Task description. Can you rewrite the items from the line containing "For every instance of the steep" through the end of the items as a two-column CSV with the header instruction,answer, one row per item? Put each item's text and its answer in one quoted field each, with line breaks turned into spaces.

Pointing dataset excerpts
* * *
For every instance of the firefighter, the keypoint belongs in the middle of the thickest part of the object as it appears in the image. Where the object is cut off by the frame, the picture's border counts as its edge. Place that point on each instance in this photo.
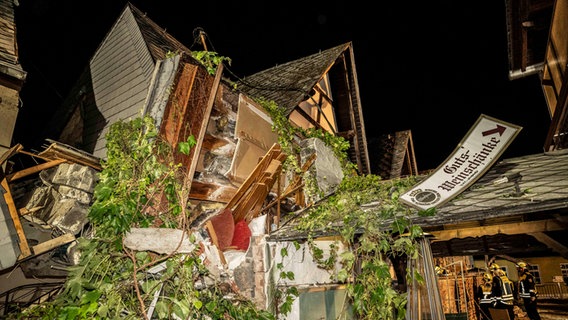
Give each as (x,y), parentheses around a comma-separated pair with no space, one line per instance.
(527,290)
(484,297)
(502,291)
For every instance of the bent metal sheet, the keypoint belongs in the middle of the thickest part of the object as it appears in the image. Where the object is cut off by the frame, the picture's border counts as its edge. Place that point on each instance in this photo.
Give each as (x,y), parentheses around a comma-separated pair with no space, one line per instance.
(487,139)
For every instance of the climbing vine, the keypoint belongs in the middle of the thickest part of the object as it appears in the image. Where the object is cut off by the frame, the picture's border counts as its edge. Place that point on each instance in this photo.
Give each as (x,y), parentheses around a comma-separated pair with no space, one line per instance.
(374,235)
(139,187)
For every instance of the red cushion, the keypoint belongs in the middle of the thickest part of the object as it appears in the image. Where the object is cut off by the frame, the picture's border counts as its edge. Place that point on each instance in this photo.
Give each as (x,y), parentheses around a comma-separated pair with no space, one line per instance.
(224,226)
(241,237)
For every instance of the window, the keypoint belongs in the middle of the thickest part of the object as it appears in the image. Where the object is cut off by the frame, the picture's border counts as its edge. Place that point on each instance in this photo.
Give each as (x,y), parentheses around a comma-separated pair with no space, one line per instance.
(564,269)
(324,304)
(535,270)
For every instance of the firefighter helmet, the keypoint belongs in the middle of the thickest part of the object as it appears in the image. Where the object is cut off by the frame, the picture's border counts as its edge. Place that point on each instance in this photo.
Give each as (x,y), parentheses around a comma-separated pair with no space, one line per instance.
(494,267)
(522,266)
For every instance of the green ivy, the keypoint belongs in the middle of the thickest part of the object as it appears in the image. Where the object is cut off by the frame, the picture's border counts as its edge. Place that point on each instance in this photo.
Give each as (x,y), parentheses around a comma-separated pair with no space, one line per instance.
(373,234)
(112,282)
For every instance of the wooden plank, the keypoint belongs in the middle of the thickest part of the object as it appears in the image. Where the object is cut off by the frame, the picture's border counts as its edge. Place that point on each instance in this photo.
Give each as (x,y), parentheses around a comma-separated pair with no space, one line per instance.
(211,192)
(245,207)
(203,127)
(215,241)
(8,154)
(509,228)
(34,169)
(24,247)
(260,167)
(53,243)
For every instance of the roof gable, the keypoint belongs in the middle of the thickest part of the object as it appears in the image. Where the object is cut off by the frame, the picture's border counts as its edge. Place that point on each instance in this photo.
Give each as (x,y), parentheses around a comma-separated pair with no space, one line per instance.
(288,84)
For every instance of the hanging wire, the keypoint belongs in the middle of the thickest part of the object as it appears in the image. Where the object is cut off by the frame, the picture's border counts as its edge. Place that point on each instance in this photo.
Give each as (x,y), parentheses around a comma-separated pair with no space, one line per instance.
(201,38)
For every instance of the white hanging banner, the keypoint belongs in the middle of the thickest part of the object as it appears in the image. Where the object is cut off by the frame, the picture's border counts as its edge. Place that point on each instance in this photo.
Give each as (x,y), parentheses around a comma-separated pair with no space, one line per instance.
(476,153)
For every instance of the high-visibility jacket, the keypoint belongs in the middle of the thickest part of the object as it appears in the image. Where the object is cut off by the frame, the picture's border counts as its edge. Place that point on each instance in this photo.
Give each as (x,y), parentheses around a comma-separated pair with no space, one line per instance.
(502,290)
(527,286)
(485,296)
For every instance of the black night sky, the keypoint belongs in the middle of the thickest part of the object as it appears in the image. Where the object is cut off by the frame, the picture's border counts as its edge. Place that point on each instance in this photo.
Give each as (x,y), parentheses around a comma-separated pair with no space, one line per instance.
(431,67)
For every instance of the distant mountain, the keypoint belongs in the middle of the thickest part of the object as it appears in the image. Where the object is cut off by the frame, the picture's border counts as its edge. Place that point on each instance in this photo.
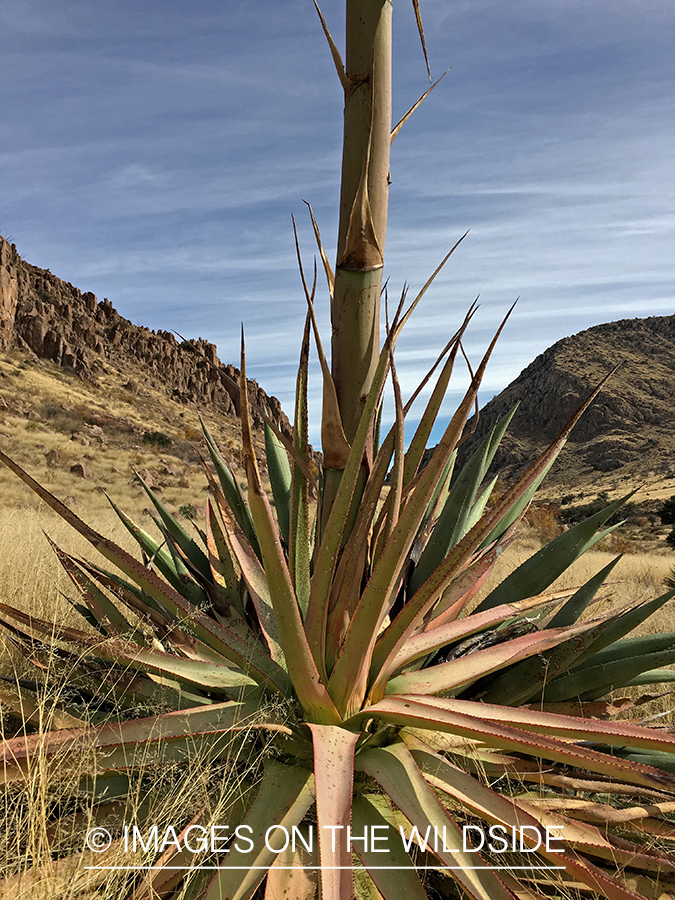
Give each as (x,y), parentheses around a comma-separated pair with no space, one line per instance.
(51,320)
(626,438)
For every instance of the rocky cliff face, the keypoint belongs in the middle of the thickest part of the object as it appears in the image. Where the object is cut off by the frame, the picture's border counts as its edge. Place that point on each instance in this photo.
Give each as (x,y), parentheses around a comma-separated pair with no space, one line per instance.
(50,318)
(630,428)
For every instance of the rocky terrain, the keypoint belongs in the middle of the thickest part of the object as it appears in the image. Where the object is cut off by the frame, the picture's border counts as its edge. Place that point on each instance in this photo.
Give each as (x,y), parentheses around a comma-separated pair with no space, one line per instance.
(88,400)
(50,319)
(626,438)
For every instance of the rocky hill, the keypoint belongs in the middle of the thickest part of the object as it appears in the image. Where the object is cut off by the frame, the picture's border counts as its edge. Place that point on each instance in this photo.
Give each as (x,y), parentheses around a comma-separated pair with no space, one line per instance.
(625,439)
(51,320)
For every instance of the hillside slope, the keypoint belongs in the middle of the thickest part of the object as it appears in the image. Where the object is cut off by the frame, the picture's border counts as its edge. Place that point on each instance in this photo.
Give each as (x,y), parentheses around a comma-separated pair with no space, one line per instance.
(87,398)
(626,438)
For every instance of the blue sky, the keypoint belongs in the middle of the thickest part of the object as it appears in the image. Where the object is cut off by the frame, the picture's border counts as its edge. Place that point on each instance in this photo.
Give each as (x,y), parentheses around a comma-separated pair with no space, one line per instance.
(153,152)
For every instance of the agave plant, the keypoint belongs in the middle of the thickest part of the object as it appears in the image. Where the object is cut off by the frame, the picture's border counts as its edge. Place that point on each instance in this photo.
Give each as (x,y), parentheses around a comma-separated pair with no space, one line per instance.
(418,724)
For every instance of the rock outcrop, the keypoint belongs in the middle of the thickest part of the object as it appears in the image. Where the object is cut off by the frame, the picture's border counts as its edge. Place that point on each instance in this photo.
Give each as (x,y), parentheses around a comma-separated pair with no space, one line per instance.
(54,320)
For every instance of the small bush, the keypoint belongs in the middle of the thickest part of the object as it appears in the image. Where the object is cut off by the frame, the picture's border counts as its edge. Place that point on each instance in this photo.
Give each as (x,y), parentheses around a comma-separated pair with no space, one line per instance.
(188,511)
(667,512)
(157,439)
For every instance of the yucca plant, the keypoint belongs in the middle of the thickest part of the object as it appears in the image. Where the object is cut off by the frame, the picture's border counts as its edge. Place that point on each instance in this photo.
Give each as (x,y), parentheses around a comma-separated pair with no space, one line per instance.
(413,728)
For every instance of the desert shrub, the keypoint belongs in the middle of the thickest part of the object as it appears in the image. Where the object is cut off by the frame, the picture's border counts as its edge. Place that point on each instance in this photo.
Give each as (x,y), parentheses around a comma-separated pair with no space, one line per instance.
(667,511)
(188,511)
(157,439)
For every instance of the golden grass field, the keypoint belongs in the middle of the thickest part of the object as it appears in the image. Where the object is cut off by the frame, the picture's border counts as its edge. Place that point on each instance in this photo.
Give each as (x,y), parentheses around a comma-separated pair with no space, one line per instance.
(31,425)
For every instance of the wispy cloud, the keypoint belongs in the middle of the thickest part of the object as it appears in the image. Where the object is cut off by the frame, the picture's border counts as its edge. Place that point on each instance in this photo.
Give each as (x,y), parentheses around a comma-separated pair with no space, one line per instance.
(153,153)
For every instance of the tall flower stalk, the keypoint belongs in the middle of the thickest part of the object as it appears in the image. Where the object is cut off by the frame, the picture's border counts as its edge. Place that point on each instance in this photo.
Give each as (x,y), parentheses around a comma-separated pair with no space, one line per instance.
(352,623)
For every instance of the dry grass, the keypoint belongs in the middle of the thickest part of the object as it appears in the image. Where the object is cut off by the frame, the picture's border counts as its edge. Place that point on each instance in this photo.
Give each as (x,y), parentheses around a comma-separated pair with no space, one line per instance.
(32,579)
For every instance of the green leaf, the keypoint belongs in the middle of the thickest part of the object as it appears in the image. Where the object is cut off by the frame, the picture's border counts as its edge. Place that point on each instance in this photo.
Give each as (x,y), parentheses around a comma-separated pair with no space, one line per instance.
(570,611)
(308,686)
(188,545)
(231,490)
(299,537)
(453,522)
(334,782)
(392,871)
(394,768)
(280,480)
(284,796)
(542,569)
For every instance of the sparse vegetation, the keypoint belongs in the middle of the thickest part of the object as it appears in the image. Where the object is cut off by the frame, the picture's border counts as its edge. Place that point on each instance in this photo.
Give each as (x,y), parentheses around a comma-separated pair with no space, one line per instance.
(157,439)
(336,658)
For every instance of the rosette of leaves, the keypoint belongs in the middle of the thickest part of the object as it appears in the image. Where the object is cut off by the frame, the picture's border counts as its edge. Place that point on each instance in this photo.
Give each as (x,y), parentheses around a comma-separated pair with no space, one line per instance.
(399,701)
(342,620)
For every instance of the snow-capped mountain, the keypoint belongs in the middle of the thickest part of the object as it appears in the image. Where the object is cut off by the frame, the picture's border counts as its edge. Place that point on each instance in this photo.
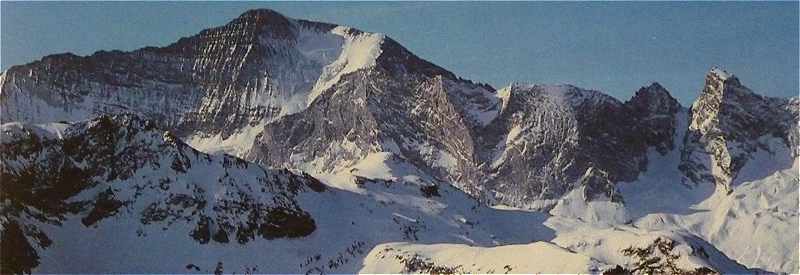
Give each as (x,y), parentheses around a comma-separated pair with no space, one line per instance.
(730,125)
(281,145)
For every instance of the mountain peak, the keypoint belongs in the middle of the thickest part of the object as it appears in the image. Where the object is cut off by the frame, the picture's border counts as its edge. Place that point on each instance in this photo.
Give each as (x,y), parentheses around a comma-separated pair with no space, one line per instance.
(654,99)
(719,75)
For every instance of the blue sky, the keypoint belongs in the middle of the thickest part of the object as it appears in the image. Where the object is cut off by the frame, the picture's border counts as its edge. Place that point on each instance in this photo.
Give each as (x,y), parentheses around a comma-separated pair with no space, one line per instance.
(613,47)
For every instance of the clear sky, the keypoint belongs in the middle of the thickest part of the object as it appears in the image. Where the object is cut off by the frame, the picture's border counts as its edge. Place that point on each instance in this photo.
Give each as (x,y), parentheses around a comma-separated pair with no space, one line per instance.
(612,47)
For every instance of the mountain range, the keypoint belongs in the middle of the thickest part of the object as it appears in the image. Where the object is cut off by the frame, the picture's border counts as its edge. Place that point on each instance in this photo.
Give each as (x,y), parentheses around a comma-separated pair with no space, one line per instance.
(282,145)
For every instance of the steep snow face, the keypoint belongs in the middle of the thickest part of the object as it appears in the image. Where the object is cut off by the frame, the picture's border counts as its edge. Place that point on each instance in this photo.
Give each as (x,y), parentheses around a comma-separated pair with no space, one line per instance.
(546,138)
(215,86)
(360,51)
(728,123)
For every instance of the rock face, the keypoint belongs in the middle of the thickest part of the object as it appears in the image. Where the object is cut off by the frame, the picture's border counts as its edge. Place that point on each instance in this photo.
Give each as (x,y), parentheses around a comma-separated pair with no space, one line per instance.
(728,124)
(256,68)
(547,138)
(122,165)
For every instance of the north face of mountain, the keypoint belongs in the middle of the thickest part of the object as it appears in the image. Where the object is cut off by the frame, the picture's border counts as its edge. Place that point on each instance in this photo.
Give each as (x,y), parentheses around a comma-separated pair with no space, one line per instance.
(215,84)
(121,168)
* * *
Answer to this problem.
instruction,answer
"For every instance of the steep snow face, the keypoint belongs in the middle of the thickest part of the object as it appears in the image. Where the object is cut off by the frame, the picture's border counts as its edge. Place that point on each instance in this photo. Give each as (x,y), parentheses around a comma-separated pair with no space, one line per instance.","(546,138) (215,86) (360,51) (728,123)"
"For every instance of the rock face, the keypoint belongs in the middle of the thickest part of the object as it appears in the image. Where the object is cut off by the frame, the picture's border counts as its edge. Place that point on each instance in this photo. Give each as (x,y), parentheses around a comma-separated pair with no space, one line per instance.","(728,124) (256,68) (547,138) (122,165)"
"For every instance of the north face of mountain, the keypoint belongs in the middle of the thickest part of the object as it appears in the image. Where the object is cut off by the frame, the picture's border counts as its edge. Place that point on each instance in this photo. Give each as (x,y), parentheses around a comma-separated pair with no space, one line per instance.","(215,84) (121,168)"